=== Section Start ===

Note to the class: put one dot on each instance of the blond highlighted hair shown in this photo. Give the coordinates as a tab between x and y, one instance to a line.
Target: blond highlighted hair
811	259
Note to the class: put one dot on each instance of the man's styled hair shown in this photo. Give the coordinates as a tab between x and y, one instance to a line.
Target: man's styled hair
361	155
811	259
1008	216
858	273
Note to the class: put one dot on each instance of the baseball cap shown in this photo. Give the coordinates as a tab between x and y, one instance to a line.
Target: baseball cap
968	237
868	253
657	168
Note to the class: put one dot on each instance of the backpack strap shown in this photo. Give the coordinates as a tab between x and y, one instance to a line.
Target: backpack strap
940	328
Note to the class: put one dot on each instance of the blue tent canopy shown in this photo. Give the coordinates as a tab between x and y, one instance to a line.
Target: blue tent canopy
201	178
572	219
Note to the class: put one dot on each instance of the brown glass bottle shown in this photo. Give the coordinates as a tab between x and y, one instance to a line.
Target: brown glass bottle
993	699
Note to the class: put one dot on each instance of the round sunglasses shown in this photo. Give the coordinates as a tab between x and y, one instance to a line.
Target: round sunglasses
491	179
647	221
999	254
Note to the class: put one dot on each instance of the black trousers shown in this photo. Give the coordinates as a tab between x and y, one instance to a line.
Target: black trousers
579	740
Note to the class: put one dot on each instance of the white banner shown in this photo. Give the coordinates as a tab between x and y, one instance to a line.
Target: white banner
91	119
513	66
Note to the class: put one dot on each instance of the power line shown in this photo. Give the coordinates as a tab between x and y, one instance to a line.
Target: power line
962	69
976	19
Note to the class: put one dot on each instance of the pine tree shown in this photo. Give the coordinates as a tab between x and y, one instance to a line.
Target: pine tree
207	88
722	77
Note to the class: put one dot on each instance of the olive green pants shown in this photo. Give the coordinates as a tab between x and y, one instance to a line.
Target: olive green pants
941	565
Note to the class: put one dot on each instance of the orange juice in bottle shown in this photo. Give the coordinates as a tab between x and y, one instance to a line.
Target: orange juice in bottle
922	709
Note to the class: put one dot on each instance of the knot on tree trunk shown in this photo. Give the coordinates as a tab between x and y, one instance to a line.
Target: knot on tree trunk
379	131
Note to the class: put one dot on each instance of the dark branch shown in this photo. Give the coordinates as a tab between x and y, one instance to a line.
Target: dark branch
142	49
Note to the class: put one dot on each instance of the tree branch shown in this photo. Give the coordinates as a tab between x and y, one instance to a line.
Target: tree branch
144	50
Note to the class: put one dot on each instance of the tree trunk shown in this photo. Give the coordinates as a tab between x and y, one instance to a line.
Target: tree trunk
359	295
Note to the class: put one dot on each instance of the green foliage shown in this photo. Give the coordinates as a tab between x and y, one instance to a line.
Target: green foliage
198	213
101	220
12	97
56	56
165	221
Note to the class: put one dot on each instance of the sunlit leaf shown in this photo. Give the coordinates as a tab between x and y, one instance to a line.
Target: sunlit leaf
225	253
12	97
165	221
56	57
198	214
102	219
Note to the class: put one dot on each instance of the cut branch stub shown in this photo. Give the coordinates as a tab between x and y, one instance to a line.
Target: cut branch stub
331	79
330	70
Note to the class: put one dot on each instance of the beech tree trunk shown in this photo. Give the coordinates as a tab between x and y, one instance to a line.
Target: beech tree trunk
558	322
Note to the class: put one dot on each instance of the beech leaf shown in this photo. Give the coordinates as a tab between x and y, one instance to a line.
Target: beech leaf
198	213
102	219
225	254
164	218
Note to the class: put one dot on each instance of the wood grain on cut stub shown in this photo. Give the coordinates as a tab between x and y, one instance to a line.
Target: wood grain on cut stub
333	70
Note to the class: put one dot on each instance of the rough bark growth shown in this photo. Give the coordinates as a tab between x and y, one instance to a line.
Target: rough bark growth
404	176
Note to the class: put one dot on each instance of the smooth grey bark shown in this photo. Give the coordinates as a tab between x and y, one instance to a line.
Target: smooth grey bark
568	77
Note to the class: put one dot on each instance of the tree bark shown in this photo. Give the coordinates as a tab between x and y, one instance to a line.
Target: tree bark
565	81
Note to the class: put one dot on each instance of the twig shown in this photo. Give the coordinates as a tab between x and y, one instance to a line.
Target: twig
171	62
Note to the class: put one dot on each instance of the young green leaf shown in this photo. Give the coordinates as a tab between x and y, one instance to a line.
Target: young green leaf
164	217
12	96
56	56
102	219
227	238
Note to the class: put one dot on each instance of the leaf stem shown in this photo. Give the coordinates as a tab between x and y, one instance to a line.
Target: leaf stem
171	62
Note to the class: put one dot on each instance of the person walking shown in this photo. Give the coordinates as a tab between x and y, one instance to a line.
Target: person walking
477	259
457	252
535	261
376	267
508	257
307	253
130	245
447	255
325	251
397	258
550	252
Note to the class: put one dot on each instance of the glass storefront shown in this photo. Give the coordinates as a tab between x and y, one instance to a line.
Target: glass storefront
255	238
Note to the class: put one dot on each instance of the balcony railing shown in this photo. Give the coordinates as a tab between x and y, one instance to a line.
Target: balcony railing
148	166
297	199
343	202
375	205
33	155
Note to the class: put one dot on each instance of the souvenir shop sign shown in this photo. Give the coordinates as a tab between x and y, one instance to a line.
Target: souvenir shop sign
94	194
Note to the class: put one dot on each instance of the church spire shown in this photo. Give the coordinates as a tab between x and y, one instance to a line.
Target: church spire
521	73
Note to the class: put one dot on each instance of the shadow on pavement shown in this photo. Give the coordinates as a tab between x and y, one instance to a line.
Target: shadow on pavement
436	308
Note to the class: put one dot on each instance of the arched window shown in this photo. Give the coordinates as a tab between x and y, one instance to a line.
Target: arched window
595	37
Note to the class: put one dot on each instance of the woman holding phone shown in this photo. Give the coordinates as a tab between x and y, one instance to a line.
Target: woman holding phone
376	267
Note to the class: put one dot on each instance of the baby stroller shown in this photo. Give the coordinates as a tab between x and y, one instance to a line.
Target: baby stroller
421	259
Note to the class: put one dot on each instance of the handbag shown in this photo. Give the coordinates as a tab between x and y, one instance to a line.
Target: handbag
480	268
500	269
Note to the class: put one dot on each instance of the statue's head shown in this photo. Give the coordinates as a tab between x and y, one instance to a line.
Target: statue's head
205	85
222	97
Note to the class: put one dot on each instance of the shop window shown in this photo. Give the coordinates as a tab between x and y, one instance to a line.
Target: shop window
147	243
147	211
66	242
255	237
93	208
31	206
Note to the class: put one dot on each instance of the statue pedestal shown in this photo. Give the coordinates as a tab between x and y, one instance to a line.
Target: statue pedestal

=== Section End ===

EXERCISE AIM:
Keep every word as given and return the full listing.

ANSWER AREA:
Note to the class: put one dot on each instance of the blond highlighted hair shown in this photo. Give the coordinates as a tab between x and y, one instance to a line.
Target: blond highlighted hair
811	259
Note to the class: put one dot on each instance of the man's styled hair shown in this photo. Give the coordinates as a tab between x and y, one instance to a line.
Target: man's styled hair
361	155
811	259
1008	216
858	273
Note to the class: put one dot on each instance of the baseball cap shown in this photo. Give the coordinates as a tab between x and y, one instance to a line.
Target: baseball cap
968	237
868	253
657	168
Note to the class: put one dot on each instance of the backpack strap shown in this photo. Give the coordinates as a tab between x and y, one instance to a line.
Target: backpack strap
940	328
Note to the class: put one dot on each instance of the blue tent canopy shown in this photo. Give the coordinates as a tab between x and y, one instance to a line.
Target: blue tent canopy
201	178
572	219
Note to the class: put one dot on each instance of the brown glass bottle shown in this photo. Give the coordinates as a tab between x and y, one instance to a line.
Target: brown glass bottle
993	699
Note to the class: put one dot on each instance of the round sunglasses shown in this photo. Give the coordinates as a tab between x and y, one instance to a line.
Target: round sunglasses
491	179
647	221
999	254
Note to the class: put one dot on each instance of the black trousers shown in this photo. Give the coordinates as a tab between x and y, one instance to a line.
Target: black trousers
579	740
Note to the class: put one dot on each instance of the white banner shown in this photo. Give the coordinates as a tab between x and y, one instance to a line.
Target: white banner
91	119
513	66
Note to the class: put one dot on each instance of the power line shown in this photo. Give the coordinates as a tab between x and y, one instance to a line.
Target: power line
962	69
976	19
Note to the class: put one dot on each instance of the pine tree shown in this photo. Give the coordinates as a tab between x and y, one instance to a line.
Target: pine tree
207	88
722	77
Note to the class: put one dot on each instance of the olive green pants shown in this photo. Give the coordinates as a tab between x and y, one instance to a line.
Target: olive green pants
941	565
Note to the class: put one dot on each instance of the orange juice in bottle shown in this photo. Give the coordinates as a tab between x and y, one instance to a line.
Target: orange juice in bottle
922	709
Note to the class: put one dot on each instance of the knot on tree trunk shown in this photo. Give the coordinates as a tab between x and y, one instance to a line.
Target: knot on tree trunk
379	131
Note to the class: put one dot on each instance of the dark branch shown in this photo. Give the coordinates as a tab between x and y, one instance to a line.
Target: dark branch
142	49
Note to the class: put one dot on each instance of the tree branch shown in this photo. Give the coordinates as a tab between x and y, one instance to a line.
Target: tree branch
144	50
Note to the class: put one dot on each instance of the tree trunk shown in this photo. Give the coordinates as a tab between x and y, one instance to a line.
Target: tree trunk
359	295
Note to the class: put one dot on each instance of the green foliage shown in this photo. Give the coordinates as a tab between x and y, one instance to a line.
Target: green foliage
198	213
101	220
12	97
56	56
165	221
Note to the class: put one dot on each instance of the sunlit leaf shown in this photo. Give the coordinates as a tab between x and y, one instance to a line.
Target: sunlit leaf
225	253
12	97
165	221
56	57
198	214
102	219
Note to the class: put one dot on each instance of the cut branch stub shown in this photo. Give the coordinates as a tab between x and y, one instance to a line.
Target: cut branch stub
331	79
330	70
Note to the class: put one dot on each instance of the beech tree trunk shown in this photo. Give the coordinates as a tab between x and y, one instance to a line.
Target: beech tree trunk
558	322
Note to the class: put one dot on each instance of the beech leaf shown in this photo. Give the coordinates as a tab between x and y, one instance to a line.
Target: beech leaf
198	213
102	219
225	254
164	218
Note to the class: put one dot on each instance of the wood grain on cut stub shown in this photo. Give the coordinates as a tab between x and y, one instance to a line.
Target: wood grain on cut stub
333	70
Note to the class: put one dot on each instance of the rough bark growth shown in this photo. Give the coordinates as a tab between x and y, one instance to a line.
Target: rough bark growth
404	176
Note to the class: put one dot on each instance of the smooth grey bark shown in this photo. Give the coordinates as a tab between x and y, one instance to a line.
Target: smooth grey bark
568	77
Note to the class: put one dot on each instance of the tree bark shown in this photo. Give the coordinates as a tab between x and y, one instance to a line.
Target: tree bark
565	81
Note to the class: put one dot on each instance of the twig shown in this photo. Give the coordinates as a tab between x and y, one instance to a line.
Target: twig
171	62
Note to the class: put one dot on each instance of the young green leaf shown in this photo. Give the coordinates as a tab between x and y, one instance to a line.
Target: young green leaf
164	217
12	96
56	56
102	219
227	238
Note to the class: put one dot on each instance of the leaf stem shown in this photo. Give the coordinates as a tab between x and y, one instance to a line.
Target: leaf stem
171	62
Note to the class: put one dot on each instance of the person walking shown in this photo. Give the coordinates as a tab between x and y, one instance to a line.
Target: person walking
477	259
457	252
535	261
376	267
508	257
307	253
130	245
447	255
325	251
397	258
550	252
Note to the class: put one dot on each instance of the glass storefront shown in this photo. Give the coordinates as a tab between x and y, one instance to a line.
Target: glass storefront
255	238
Note to the class: put one dot on each instance of the balcony railing shown in this photo. Give the coordinates as a tab between x and y, one instance to a line.
Target: balcony railing
148	166
297	199
343	202
375	205
33	155
Note to the class: put one dot on each instance of the souvenir shop sign shown in this photo. Give the coordinates as a tab between x and y, one instance to a line.
Target: souvenir shop sign
94	194
Note to the class: put one dot on each instance of the church spire shown in this photo. Give the coordinates as a tab between x and y, one instance to a line.
Target: church spire
521	73
Note to the class: put one dot on each instance of the shadow on pavement shown in this photo. Give the coordinates as a tab between x and y, one instance to a line.
Target: shadow on pavement
436	308
Note to the class: put one dot on each instance of the arched window shown in this photo. Give the coordinates as a tab between x and y, one instance to a line.
Target: arched window
595	37
Note to the class: put one dot on each instance of the woman holding phone shown in this photo. Give the coordinates as a tab between x and y, one instance to a line.
Target: woman holding phone
376	267
Note to the class: put one dot on each instance of the baby stroller shown in this photo. Give the coordinates as a tab between x and y, one instance to a line.
Target: baby stroller
421	259
Note to the class: put one dot on each instance of the handbag shown in this photo. Give the coordinates as a tab between x and y, one instance to a line.
Target: handbag
480	268
500	269
Note to the class: put one dot on each instance of the statue's head shown in this photo. Give the coordinates as a tab between x and y, one instance to a line.
Target: statue's head
205	85
222	97
Note to the class: put one dot on each instance of the shop window shown in this photo. Give the coordinates as a tab between x and y, one instance to a line.
Target: shop window
147	243
147	211
66	242
255	237
93	208
31	206
Note to the class: put one dot on each instance of the statue pedestal shown in this photo. Give the coordinates as a tab between x and y, one instance to a line.
Target: statue pedestal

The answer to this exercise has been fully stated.